(Entries from a dataset)
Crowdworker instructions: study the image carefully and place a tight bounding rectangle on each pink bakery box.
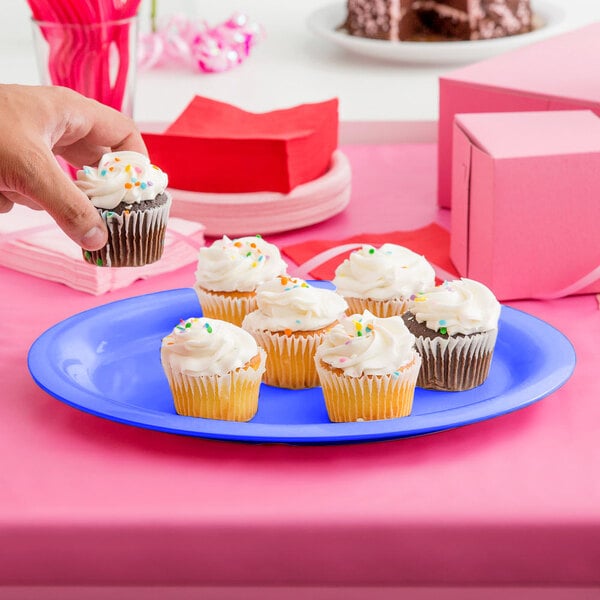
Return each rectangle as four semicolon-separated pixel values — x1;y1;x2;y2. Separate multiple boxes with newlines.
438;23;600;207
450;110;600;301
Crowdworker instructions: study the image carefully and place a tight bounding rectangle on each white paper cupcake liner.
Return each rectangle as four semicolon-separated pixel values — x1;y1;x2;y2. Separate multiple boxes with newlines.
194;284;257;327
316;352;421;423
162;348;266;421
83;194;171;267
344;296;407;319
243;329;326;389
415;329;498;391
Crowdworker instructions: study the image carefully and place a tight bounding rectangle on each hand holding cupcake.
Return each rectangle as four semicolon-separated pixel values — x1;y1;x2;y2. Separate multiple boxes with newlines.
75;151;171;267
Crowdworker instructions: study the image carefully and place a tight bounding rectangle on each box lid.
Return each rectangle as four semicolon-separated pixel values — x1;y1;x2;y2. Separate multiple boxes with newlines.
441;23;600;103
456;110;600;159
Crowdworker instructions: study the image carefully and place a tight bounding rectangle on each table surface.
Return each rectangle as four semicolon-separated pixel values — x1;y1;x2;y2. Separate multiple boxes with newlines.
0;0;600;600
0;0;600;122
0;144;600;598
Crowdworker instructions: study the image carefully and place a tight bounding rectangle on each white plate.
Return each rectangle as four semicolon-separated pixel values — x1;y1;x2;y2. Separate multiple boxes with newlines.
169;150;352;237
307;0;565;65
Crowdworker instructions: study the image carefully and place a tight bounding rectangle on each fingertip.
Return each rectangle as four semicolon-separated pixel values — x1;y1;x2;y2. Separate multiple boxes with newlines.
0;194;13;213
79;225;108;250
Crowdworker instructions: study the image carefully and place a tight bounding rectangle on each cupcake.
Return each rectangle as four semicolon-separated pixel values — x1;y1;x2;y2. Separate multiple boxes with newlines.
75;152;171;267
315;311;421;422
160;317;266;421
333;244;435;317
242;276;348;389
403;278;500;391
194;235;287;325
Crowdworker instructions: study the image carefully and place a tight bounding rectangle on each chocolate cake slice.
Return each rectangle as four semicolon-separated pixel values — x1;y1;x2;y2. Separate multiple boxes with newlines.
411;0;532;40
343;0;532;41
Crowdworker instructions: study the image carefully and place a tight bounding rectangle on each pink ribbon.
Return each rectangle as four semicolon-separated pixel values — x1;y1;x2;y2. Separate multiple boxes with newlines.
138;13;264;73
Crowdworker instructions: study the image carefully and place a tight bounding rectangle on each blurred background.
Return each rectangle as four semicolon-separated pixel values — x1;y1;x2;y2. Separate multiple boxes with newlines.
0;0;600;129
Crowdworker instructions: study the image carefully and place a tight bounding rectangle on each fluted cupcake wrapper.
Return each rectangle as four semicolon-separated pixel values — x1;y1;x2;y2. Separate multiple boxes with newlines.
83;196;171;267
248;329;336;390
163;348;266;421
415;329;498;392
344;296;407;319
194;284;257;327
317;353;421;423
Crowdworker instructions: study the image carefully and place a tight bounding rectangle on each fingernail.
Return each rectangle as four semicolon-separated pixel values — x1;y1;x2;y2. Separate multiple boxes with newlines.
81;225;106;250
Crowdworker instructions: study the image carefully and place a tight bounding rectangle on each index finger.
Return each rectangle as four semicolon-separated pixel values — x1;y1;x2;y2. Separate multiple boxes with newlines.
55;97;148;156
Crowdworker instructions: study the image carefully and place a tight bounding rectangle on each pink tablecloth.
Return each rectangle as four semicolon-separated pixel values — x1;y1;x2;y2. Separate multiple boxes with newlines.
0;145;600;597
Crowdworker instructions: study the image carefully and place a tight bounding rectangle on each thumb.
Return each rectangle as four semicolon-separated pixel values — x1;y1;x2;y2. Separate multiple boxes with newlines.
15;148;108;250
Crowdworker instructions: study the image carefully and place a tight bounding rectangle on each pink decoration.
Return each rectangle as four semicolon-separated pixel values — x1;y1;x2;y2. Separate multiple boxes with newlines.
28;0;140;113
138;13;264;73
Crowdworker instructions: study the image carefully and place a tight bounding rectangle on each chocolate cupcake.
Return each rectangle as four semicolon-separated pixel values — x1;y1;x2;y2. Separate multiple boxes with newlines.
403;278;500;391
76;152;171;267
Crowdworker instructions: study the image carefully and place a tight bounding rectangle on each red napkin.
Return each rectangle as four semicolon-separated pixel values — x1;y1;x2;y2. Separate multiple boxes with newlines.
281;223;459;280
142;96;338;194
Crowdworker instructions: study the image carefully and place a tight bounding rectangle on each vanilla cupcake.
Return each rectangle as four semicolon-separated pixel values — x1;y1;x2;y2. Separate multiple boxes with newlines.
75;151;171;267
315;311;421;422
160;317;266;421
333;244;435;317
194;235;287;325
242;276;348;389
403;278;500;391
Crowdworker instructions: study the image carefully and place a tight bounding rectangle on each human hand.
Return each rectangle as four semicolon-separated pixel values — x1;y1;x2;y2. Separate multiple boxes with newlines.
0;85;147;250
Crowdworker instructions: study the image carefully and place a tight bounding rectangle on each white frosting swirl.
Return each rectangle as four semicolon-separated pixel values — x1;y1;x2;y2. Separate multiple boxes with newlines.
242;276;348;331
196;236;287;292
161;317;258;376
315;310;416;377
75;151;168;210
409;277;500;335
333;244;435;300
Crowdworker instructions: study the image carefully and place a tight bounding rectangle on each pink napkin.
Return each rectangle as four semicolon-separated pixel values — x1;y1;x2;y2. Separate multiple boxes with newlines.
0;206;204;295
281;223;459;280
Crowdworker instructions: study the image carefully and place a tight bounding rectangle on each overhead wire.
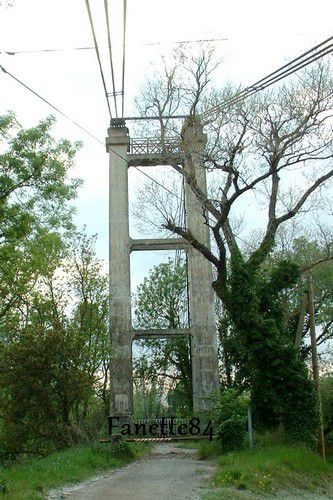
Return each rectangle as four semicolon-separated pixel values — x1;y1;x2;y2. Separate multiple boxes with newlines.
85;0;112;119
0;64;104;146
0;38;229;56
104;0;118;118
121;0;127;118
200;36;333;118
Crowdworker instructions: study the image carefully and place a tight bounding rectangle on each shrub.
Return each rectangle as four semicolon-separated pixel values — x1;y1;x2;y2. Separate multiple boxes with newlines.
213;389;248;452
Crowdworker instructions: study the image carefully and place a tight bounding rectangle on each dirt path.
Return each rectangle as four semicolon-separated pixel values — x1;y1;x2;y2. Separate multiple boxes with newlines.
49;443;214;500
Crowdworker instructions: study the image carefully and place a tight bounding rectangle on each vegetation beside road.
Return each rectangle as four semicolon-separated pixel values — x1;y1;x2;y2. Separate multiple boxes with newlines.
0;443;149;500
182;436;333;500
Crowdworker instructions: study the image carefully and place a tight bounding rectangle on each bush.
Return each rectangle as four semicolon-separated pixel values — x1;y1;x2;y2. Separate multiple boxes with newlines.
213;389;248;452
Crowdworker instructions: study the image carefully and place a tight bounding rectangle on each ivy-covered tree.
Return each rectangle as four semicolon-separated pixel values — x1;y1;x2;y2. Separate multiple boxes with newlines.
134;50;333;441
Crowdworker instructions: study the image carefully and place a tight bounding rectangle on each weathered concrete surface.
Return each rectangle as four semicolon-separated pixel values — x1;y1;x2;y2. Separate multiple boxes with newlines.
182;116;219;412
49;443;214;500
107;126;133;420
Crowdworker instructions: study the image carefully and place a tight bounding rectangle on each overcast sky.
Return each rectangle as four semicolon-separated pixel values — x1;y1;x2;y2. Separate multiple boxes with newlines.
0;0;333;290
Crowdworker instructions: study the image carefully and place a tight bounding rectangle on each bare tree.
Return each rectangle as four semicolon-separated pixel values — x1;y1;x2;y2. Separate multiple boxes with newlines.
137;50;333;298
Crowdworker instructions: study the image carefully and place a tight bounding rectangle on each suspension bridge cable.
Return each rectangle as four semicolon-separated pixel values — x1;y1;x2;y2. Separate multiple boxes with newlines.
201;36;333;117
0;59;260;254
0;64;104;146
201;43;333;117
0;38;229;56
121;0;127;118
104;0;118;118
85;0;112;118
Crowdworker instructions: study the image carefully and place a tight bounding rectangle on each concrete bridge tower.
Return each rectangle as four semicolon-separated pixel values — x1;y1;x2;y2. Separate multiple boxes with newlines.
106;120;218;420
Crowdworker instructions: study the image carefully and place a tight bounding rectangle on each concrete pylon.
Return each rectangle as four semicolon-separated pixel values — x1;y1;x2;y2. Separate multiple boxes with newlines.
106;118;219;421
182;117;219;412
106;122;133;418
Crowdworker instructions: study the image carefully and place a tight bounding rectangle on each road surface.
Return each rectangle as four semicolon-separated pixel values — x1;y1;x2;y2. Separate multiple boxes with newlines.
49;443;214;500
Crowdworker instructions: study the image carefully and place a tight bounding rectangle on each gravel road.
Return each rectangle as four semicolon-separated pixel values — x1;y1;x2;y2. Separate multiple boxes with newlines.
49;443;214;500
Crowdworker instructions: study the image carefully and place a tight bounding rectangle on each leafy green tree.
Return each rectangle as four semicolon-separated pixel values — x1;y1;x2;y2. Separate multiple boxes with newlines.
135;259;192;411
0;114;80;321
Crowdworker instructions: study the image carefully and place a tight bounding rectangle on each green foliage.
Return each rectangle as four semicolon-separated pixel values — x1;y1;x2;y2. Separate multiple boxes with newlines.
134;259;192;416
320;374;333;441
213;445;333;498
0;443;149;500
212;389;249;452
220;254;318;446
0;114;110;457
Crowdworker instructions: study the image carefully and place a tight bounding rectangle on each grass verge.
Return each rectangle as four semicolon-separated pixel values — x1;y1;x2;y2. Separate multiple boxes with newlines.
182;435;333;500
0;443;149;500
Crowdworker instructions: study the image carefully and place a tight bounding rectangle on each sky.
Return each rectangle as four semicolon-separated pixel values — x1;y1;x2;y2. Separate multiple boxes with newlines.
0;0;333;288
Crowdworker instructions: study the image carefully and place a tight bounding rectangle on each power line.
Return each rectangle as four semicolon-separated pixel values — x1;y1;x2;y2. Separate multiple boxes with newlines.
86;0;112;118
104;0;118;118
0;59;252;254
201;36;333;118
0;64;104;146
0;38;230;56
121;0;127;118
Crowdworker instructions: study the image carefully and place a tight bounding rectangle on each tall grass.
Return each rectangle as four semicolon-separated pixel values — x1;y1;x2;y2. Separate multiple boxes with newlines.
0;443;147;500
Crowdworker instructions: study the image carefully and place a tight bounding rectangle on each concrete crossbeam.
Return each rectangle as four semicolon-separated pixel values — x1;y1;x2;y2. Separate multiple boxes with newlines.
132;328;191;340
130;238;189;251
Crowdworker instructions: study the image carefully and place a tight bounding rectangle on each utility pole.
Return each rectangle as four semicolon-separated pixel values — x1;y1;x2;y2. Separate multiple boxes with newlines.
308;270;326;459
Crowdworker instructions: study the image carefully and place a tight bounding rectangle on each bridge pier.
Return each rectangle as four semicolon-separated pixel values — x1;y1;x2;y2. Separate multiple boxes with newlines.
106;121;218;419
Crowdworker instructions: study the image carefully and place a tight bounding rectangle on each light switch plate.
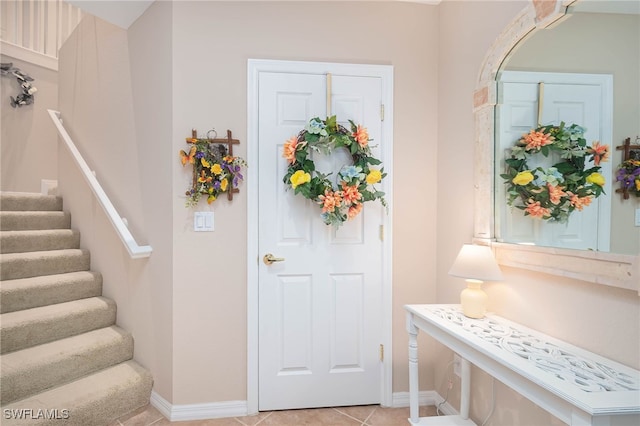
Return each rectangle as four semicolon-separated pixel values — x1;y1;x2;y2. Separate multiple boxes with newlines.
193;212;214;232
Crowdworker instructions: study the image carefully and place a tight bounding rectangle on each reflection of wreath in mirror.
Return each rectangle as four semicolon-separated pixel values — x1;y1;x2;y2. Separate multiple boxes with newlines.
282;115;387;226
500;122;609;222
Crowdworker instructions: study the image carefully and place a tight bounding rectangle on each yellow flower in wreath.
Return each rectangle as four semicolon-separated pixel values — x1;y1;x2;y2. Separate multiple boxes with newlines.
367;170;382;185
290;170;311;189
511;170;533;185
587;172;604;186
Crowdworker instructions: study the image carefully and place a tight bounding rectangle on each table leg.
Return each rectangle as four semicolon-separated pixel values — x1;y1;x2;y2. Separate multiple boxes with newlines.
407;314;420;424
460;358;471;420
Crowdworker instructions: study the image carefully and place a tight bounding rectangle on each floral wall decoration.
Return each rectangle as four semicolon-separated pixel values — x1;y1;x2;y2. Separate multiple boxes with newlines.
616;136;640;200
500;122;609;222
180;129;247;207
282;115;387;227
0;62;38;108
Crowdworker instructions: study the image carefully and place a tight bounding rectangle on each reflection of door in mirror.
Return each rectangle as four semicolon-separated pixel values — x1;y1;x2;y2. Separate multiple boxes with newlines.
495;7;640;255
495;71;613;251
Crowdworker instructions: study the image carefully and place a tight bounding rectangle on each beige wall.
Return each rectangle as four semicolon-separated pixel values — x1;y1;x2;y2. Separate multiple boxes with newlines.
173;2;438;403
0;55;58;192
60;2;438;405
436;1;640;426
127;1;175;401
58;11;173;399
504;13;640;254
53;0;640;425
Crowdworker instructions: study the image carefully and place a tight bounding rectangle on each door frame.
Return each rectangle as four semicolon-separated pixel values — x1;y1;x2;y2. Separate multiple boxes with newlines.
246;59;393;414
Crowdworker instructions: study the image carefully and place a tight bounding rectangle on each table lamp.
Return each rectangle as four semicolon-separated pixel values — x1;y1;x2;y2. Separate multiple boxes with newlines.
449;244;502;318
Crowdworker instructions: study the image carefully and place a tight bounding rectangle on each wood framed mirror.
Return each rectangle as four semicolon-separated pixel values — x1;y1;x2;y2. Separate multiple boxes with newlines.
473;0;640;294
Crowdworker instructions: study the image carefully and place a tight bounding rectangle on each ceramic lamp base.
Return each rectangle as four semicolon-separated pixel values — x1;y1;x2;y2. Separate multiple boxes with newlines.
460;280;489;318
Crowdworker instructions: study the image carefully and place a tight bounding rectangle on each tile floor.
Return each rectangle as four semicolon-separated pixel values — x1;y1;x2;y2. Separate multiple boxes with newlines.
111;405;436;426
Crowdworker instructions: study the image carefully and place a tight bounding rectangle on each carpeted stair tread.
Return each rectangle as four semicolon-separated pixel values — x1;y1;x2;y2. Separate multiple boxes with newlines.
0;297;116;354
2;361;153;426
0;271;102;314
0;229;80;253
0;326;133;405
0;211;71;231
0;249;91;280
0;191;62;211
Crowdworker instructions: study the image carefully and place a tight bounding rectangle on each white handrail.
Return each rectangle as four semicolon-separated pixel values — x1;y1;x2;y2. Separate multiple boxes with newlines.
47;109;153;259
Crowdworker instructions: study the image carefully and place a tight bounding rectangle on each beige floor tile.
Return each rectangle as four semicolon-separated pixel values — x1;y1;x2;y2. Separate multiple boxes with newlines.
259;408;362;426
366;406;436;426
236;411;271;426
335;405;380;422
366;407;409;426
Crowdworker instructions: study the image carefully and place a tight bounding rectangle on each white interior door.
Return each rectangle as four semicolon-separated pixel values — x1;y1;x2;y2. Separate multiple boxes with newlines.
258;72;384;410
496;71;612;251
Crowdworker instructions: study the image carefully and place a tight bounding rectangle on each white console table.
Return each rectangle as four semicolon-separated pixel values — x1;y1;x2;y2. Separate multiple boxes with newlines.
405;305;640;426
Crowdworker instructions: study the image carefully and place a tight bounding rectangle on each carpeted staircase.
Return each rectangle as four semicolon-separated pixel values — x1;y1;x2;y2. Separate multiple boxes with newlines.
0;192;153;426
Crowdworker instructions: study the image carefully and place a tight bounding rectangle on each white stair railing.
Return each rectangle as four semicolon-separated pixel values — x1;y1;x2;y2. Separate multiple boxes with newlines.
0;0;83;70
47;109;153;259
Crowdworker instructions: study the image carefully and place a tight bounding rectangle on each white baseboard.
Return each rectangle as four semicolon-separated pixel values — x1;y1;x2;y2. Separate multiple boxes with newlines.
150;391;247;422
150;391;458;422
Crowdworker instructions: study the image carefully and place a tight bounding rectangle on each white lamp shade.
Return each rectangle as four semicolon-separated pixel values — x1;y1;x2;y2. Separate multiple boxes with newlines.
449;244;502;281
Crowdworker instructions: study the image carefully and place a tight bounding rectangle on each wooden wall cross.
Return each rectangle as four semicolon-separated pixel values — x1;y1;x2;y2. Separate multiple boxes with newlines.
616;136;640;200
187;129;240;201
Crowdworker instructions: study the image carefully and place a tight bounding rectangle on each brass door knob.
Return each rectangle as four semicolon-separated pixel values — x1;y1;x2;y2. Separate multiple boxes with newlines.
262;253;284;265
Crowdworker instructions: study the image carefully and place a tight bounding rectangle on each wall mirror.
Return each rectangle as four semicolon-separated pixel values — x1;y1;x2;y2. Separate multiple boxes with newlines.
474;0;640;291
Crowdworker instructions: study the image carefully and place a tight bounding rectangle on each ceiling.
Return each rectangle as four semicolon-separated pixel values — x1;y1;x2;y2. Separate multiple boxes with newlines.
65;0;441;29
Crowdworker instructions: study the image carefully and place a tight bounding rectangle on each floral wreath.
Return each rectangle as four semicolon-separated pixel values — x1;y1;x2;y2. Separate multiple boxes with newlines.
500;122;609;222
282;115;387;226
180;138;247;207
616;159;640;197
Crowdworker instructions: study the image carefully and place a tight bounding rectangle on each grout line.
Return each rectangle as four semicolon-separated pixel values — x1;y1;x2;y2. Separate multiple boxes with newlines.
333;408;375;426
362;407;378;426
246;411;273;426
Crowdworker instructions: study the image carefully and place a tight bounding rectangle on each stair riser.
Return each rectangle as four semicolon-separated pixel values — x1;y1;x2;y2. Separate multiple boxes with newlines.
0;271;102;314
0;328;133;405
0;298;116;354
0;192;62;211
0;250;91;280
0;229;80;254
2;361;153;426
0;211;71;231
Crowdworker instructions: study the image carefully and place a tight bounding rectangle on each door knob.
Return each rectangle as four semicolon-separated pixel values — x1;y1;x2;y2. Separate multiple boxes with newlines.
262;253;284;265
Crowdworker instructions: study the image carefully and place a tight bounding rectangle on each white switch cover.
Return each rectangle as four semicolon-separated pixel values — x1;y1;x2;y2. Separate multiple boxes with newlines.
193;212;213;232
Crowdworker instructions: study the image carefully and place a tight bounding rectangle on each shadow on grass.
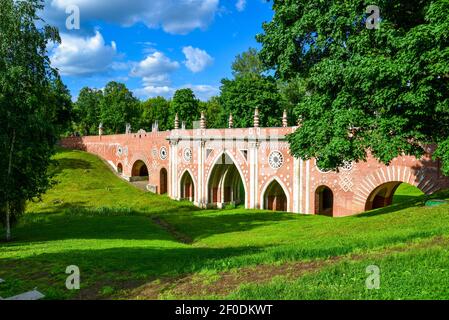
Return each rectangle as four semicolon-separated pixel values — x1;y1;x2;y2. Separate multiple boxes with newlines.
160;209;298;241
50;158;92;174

**PROBLEM REQUIREMENTS**
Update the material from its beginning through the line containing "438;23;600;207", putting "pastry box" in place of "bakery box" and keeping everything else the same. Leave the picture out of your answer.

**RESULT BELOW**
Crowdworker instructions: study the image carefully and place a tight bounding rectangle on each pink pastry box.
Return each rectangle as four semicolon-separated pixel values — x1;y1;x2;y2. Separate multiple boxes with newlines.
438;23;600;207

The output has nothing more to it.